Text provided.
━━━━━━━━

# 2N2222 PN2222 and noise hiss zener issues



## keeperofthegood (Apr 30, 2008)

Hey oh

I'm hobbled for the time being with limited net access so felt like asking here rather than trying to google ellusive traces of information. I recall reading on various forums comments along the linens "the xN2222/x is known for noise" and that they are fine when noise or hiss is not an issue. I have a box of various low power transistors including both the 2N and PN 2222 animals with various fuzz intentions for their use so for me the noise is not an issue. However, in talking about this with a friend he said "since when are they noisy?" but my google as I said is limited at this time. So hoping that someone here has an idea where to look that explains how these transistors could/would be noisy/hissy.


----------



## keto (May 23, 2006)

I've used them a fair bit and not found that. What I have found is that they vary in sound rather dramatically from batch to batch - I have 3 different kinds here and they all have distinctly different sonic qualities used in fuzzes, but hiss and noise isn't particularly one of them. Actually I have some 2N2222 (2 kinds) and some 2N2222A (3 kinds), which are higher gain. I find the basic 2N2222 to be pretty uninspiring, and of the 'A's, the first batch I bought are easily the best and and I can't find more of them 

They're not a zener (at least as far as I know), not sure why that is in your title.


----------



## mhammer (Nov 30, 2007)

1) Some transistors ARE intrinsically lower noise than others, and are selected as such for high end audio applications, but the noise you hear is nearly always a product of the entire configuration, rather than the transistor per se. The same is true with op-amps. Some op-amps that kick the ass of another kind under one set of circumstances get their own ass kicked under a different set of circumstances, and the same is probably true of trannies.

━━━━━━━━

Recorded information.
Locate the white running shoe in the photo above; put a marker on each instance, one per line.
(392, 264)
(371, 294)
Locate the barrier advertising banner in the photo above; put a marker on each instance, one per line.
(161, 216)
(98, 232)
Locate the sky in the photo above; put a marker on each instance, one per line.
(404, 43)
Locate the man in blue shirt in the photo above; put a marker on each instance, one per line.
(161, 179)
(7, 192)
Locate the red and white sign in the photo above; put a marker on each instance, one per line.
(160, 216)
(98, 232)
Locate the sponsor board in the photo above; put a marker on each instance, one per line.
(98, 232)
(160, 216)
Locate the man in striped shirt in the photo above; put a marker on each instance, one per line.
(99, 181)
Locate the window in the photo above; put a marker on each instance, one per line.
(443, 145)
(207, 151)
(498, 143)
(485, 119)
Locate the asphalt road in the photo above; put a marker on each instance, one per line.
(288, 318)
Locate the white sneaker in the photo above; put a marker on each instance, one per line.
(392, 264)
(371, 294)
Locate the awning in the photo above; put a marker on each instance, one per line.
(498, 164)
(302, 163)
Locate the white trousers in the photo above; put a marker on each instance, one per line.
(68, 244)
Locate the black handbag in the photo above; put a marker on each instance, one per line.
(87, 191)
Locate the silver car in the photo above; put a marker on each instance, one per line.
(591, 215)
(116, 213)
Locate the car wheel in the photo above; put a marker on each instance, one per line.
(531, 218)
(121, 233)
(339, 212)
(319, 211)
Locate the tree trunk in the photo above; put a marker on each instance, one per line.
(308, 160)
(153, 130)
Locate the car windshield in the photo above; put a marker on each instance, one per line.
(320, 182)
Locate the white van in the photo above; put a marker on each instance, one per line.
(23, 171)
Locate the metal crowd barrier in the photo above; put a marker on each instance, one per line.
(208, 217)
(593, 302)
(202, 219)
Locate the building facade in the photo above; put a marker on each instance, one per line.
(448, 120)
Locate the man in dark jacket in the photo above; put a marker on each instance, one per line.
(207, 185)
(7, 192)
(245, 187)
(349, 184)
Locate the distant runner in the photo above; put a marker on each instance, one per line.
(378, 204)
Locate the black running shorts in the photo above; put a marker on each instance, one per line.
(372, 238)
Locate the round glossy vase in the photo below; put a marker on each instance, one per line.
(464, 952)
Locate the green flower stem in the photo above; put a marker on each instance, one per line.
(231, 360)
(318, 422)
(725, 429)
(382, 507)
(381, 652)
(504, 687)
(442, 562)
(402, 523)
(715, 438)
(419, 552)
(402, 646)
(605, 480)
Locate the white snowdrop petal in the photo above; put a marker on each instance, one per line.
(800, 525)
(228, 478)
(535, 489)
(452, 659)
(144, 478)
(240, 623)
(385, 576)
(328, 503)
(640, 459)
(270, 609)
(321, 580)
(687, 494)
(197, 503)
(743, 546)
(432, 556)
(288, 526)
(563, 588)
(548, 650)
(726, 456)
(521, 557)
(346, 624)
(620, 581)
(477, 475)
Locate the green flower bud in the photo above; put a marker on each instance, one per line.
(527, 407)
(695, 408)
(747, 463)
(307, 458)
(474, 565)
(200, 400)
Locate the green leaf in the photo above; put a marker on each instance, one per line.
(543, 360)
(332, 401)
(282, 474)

━━━━━━━━

Problem details. Reproduce verbatim the stretch of the 2N2222 noise thread from "## keto (May" through "in your title.".

Written response.
## keto (May 23, 2006)

I've used them a fair bit and not found that. What I have found is that they vary in sound rather dramatically from batch to batch - I have 3 different kinds here and they all have distinctly different sonic qualities used in fuzzes, but hiss and noise isn't particularly one of them. Actually I have some 2N2222 (2 kinds) and some 2N2222A (3 kinds), which are higher gain. I find the basic 2N2222 to be pretty uninspiring, and of the 'A's, the first batch I bought are easily the best and and I can't find more of them 

They're not a zener (at least as far as I know), not sure why that is in your title.